--- Start Recorded data ---
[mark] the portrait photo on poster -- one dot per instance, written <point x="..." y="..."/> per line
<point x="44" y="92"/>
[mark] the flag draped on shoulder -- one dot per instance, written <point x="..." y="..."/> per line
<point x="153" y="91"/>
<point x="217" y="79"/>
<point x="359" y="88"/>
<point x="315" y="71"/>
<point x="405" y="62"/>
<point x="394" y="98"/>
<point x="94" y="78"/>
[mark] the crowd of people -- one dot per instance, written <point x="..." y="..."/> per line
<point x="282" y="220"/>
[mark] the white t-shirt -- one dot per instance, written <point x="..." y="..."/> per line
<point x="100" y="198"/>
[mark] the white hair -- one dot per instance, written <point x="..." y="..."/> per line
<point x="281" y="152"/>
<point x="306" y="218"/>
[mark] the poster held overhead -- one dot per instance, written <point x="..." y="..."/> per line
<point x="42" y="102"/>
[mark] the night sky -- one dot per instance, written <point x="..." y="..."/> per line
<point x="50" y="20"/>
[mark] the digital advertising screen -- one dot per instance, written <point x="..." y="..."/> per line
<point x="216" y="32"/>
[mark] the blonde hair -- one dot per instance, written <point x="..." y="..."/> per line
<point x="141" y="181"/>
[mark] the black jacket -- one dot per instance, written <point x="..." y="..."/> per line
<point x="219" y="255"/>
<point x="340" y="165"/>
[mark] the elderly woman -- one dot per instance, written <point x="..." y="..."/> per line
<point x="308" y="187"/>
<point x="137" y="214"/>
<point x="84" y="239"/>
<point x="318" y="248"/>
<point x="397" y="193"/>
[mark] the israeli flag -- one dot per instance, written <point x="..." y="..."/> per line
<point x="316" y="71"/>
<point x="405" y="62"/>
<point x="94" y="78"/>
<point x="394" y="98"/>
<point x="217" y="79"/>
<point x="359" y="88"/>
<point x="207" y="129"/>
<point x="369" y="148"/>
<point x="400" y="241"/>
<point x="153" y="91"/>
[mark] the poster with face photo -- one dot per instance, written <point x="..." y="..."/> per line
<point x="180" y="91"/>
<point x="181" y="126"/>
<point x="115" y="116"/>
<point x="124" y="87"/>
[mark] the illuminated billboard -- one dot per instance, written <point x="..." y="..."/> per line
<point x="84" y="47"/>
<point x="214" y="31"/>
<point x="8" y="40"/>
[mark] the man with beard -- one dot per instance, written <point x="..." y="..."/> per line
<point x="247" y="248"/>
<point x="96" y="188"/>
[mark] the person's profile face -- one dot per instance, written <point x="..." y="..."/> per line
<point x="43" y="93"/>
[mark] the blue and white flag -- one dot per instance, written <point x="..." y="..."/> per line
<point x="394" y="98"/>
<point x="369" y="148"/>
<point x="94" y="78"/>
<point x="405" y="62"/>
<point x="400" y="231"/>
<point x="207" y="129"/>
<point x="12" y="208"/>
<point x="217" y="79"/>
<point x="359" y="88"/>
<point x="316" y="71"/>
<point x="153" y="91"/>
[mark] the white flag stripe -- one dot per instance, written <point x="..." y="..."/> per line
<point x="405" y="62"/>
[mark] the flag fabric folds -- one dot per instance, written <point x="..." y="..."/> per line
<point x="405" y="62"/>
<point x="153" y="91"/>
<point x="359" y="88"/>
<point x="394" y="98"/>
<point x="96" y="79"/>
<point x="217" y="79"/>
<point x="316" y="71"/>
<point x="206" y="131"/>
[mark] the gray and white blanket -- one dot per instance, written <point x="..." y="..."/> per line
--- End Recorded data ---
- **To be done**: Output exactly the lines above, from the one holding "[mark] the blue" through the end of the data, including the first and last.

- **Solution for this exercise**:
[mark] the blue and white flag -- one dot per instance, written <point x="..." y="..."/> per line
<point x="394" y="98"/>
<point x="369" y="148"/>
<point x="94" y="78"/>
<point x="405" y="62"/>
<point x="400" y="231"/>
<point x="207" y="129"/>
<point x="12" y="208"/>
<point x="217" y="79"/>
<point x="359" y="88"/>
<point x="316" y="71"/>
<point x="153" y="91"/>
[mark] the white flag stripe -- one dot per instance, written <point x="..." y="..."/> per line
<point x="405" y="62"/>
[mark] the flag fabric folds -- one dot per instance, written <point x="..." y="..."/> per line
<point x="405" y="62"/>
<point x="153" y="91"/>
<point x="359" y="88"/>
<point x="394" y="98"/>
<point x="96" y="79"/>
<point x="217" y="79"/>
<point x="316" y="71"/>
<point x="206" y="131"/>
[mark] the gray and white blanket -- one dot per instance, written <point x="..." y="..."/> per line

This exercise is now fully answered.